[WRITTEN PROBLEM]
Put every line of the items below into a numbered list. Skip blank lines and leave the pictures out.

[SOURCE DATA]
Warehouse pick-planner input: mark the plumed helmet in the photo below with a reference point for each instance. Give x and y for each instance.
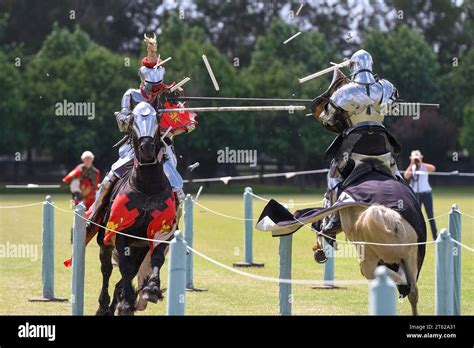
(361, 67)
(152, 80)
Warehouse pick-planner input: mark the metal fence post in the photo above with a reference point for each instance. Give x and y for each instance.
(177, 275)
(78, 259)
(47, 262)
(382, 294)
(329, 266)
(444, 297)
(284, 253)
(189, 238)
(455, 232)
(248, 232)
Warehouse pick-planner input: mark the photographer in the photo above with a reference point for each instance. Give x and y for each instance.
(417, 175)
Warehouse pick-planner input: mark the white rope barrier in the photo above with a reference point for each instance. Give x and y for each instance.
(288, 175)
(220, 264)
(20, 206)
(250, 275)
(109, 229)
(290, 204)
(223, 215)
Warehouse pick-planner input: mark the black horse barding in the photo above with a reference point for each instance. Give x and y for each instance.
(142, 204)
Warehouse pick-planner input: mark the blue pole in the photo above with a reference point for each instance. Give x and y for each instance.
(47, 274)
(444, 297)
(284, 252)
(248, 232)
(455, 232)
(248, 214)
(382, 294)
(328, 266)
(188, 237)
(177, 275)
(78, 259)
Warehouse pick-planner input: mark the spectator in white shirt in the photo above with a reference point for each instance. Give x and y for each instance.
(417, 175)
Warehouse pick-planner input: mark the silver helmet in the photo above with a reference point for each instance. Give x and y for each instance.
(151, 79)
(361, 67)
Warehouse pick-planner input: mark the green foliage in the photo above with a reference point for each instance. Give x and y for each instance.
(467, 132)
(73, 67)
(274, 72)
(12, 137)
(404, 58)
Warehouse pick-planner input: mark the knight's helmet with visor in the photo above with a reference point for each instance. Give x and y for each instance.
(361, 67)
(151, 77)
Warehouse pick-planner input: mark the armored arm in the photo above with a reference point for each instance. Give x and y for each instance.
(125, 117)
(389, 93)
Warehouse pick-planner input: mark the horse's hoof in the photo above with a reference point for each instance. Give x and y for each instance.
(153, 295)
(320, 256)
(104, 311)
(125, 309)
(152, 292)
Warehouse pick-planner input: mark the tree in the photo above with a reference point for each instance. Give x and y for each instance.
(83, 72)
(274, 70)
(467, 131)
(404, 58)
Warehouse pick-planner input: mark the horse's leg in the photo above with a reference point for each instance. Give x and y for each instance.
(127, 304)
(105, 256)
(143, 274)
(117, 297)
(152, 291)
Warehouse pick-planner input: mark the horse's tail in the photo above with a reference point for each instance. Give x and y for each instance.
(378, 218)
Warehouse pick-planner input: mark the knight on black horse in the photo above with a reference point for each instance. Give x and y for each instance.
(353, 108)
(142, 193)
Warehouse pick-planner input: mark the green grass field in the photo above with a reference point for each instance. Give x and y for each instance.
(221, 239)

[RESPONSE]
1. Warehouse pick-planner input: mark the plumed helmet in the photo below with a reference point for each instance. Give x and y for each instance.
2. (361, 67)
3. (152, 80)
4. Warehouse pick-planner input: mark the metal fence post in the photo above with a reference point for each instance. Give x and y for each instance.
5. (177, 275)
6. (78, 259)
7. (47, 262)
8. (382, 294)
9. (329, 266)
10. (444, 297)
11. (284, 253)
12. (189, 238)
13. (455, 232)
14. (248, 232)
15. Warehouse pick-planner input: mark the photographer in the photo above with a reference point for each instance. Give x and y for each instance.
16. (417, 175)
17. Warehouse pick-planner input: mark the white rope barrier in the photo above with a reference point for each instance. Give x and y for each instance.
18. (288, 175)
19. (220, 264)
20. (20, 206)
21. (250, 275)
22. (109, 229)
23. (290, 204)
24. (223, 215)
25. Warehouse pick-planner input: mark the black horse barding in the photo above with a reference point for each instance. Give x and y for each instance.
26. (142, 204)
27. Warehouse pick-planner input: mark the blue pole in the photo above with a reference point for each instance. Give x and y for each instance.
28. (47, 274)
29. (444, 297)
30. (284, 252)
31. (248, 232)
32. (455, 232)
33. (248, 214)
34. (382, 294)
35. (328, 266)
36. (188, 237)
37. (177, 275)
38. (78, 259)
39. Warehouse pick-planner input: mark the spectator in white shirt in the photo above with a reference point for each instance. Give x and y for each instance.
40. (417, 175)
41. Warehouse pick-planner input: mark the silver helmet in the photo above with a reference point for each instance. Give x and y for each instance.
42. (151, 79)
43. (361, 67)
44. Warehouse pick-planner input: mark the green foliage in the photo above with a reference point for each instance. Give x and y for each instance.
45. (467, 132)
46. (73, 67)
47. (274, 72)
48. (12, 137)
49. (404, 58)
50. Warehouse pick-planner input: mark the knight's helmet with visor in the photo above with a reference point for each instance. Give x and y for each instance.
51. (361, 67)
52. (151, 77)
53. Warehouse pick-planner input: mark the armored arm in the photo above with a reference point for each instance. Give x and y for each instance.
54. (125, 117)
55. (389, 93)
56. Warehouse pick-planner input: mark the horse's hoof in the photo above with a reference point for each instance. Give x and y for each instance.
57. (153, 295)
58. (320, 256)
59. (104, 311)
60. (125, 309)
61. (152, 292)
62. Warehouse pick-planner input: mark the tree in the photo above with a reference point for each instance. Give x and y for each instance.
63. (83, 72)
64. (274, 70)
65. (467, 131)
66. (404, 58)
67. Warehouse pick-planner input: mark the horse's leg in the photo above with a reference point for each instance. Give x and y for each instance.
68. (127, 304)
69. (105, 256)
70. (143, 274)
71. (117, 297)
72. (152, 291)
73. Warehouse pick-planner input: mark the horse's tail in the photo above with a reference point for each instance. Give x and y for each instance.
74. (378, 218)
75. Warehouse pick-planner input: mark the knight on black horse in the photo above with a reference point for each instance. Give x and y for each instance.
76. (353, 108)
77. (142, 193)
78. Warehouse pick-planner input: mark the green grass field in the photo above with a reference point for each instance. Give x and y for each instance.
79. (221, 239)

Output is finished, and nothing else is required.